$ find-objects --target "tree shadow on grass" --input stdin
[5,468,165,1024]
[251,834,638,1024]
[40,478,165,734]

· · · · · · ·

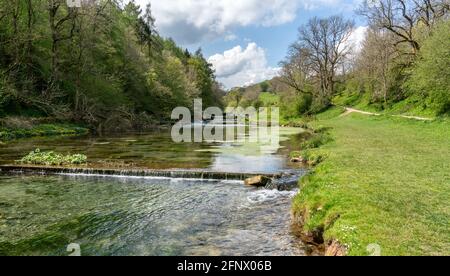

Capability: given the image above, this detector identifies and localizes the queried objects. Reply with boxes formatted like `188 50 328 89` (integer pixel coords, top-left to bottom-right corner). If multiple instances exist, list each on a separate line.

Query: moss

· · · · · · ·

Extract the data lines exactly, starting with the line containing "Capability: given the" and going on through the line containing "Query: moss".

Task response
Capability: given the image above, this detector identifies and localizes the queried objects. Reply with boxes formatted like `188 50 328 89` (integer pixel coords, top-left to bottom-right corner). If multiple instances exist, list each on a separate line.

Query: moss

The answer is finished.